Pull out every line of the records below that contains the word "arrow", matching case exactly.

— begin —

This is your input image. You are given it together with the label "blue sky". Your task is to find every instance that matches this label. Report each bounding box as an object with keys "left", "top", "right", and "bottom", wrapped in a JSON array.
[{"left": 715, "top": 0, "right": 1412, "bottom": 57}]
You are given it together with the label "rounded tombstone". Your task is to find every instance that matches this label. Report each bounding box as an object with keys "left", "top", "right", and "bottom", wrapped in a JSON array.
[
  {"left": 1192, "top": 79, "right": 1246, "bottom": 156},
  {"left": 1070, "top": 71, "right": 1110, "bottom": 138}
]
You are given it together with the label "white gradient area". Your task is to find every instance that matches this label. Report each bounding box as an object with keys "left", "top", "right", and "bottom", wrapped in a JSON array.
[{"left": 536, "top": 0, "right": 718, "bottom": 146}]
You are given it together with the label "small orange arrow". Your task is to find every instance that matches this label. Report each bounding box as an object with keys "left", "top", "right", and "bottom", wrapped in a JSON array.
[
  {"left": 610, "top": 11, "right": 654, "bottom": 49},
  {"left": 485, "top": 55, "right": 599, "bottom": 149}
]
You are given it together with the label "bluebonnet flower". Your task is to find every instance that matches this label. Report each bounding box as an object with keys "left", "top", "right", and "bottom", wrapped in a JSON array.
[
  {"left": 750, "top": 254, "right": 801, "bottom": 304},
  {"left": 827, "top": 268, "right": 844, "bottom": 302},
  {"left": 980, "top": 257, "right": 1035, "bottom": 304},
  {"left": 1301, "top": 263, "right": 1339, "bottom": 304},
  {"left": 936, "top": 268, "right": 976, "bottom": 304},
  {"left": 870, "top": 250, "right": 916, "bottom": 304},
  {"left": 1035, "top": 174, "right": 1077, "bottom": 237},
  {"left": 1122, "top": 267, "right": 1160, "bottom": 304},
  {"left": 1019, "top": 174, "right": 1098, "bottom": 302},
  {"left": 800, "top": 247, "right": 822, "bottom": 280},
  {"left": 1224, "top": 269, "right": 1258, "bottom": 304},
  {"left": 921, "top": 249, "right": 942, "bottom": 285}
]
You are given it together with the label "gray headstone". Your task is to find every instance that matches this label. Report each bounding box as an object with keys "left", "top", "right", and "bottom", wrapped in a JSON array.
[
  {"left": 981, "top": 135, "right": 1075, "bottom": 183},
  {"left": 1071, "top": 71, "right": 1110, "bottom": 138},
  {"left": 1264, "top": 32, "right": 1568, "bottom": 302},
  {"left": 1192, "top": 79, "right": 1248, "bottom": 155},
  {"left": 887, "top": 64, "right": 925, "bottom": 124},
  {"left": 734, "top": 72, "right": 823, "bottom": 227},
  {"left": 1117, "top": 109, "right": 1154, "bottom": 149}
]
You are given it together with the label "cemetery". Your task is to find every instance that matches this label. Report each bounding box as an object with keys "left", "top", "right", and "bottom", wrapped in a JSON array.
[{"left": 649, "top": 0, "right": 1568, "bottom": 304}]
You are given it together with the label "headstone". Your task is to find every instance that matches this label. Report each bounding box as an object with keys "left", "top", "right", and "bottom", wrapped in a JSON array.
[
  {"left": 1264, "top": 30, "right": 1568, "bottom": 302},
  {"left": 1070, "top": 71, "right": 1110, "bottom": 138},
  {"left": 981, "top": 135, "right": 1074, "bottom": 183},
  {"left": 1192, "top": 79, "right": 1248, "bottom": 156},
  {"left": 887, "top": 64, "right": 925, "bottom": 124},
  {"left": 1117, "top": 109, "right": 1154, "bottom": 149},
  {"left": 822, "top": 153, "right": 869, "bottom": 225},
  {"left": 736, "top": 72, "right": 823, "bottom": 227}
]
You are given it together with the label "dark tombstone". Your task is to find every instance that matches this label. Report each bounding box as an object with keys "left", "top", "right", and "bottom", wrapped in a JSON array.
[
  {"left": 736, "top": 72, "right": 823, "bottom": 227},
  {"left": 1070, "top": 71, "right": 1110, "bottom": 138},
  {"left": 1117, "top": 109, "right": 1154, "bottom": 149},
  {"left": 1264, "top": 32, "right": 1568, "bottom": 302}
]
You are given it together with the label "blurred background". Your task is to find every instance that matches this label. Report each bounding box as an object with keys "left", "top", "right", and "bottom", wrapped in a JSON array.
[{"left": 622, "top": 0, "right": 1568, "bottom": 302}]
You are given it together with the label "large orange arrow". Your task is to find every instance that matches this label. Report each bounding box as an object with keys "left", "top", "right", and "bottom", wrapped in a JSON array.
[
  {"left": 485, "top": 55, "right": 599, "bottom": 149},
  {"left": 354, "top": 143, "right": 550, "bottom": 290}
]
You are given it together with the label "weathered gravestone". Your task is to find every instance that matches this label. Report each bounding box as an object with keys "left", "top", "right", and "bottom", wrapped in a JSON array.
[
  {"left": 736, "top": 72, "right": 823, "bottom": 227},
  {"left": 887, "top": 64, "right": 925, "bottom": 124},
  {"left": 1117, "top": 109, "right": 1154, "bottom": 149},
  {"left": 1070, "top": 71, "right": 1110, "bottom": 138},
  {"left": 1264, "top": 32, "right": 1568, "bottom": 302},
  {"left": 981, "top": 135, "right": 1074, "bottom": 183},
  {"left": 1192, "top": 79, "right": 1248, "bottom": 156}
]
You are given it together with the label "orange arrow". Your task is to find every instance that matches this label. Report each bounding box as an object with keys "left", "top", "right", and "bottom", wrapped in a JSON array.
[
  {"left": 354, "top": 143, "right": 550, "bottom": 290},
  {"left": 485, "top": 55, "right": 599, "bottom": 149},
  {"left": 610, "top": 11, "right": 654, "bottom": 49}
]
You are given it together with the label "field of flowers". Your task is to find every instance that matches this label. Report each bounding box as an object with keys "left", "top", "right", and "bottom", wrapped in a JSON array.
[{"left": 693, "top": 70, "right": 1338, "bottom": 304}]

— end —

§ Response
You are given it together with the label "small orange arrow". Your task is to find every instance that matches this label. Report each bounding box as an object with keys "left", "top", "right", and "bottom", wrapped in a JSON array.
You are given it together with the label "large orange arrow". Your task is to find every instance that matches this label. Report each bounding box as an object with keys "left", "top", "right", and "bottom", wrapped in a JSON array.
You are given it together with the label "orange arrow". Your task is to find every instance that matches this label. Report each bounding box as an object with keys "left", "top", "right", and "bottom", wrapped in a JSON array.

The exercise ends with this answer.